- DATASET EXCERPTS -
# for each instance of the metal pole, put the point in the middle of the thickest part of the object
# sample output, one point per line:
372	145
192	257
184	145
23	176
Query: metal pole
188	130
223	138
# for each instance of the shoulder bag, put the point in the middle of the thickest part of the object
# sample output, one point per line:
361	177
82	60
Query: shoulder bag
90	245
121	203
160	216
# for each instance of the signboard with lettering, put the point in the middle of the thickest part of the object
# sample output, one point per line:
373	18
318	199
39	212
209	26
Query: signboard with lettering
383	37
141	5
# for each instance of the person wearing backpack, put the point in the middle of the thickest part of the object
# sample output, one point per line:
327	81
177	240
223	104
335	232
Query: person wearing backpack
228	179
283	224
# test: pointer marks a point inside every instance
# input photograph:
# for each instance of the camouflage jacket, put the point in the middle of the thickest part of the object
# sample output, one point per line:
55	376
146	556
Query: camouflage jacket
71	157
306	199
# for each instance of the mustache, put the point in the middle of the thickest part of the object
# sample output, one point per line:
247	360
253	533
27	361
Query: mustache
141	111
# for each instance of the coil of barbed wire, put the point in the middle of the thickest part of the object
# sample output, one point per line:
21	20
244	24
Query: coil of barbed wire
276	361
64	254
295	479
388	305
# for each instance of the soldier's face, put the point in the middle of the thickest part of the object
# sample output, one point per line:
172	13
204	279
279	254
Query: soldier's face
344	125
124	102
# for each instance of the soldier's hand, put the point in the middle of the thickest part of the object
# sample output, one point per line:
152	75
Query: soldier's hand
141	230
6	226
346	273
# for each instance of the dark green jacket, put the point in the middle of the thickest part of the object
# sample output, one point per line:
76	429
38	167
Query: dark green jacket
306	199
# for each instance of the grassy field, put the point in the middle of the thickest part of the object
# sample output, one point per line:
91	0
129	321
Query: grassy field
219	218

- TRY IT -
Please return only the lines from the one that contains "Query: soldier's face" through the final line of the entries, each exactly as written.

- TASK ANSWER -
Query: soldier's face
344	125
124	102
# for each instance of the soldier's hand, put the point in the middle of the thickest part of the object
# sample output, one point per line:
152	75
Query: soldier's hand
141	230
6	226
346	273
# for each instance of the dark green jacket, put the point in the middle of the thickest part of the object
# sample output, one point per line:
76	429
38	167
Query: dark green jacket
306	199
# for each instance of the grassy field, put the point in the middle of the thickest part of the object
# sample output, one point per line:
91	0
129	321
Query: grassy field
219	218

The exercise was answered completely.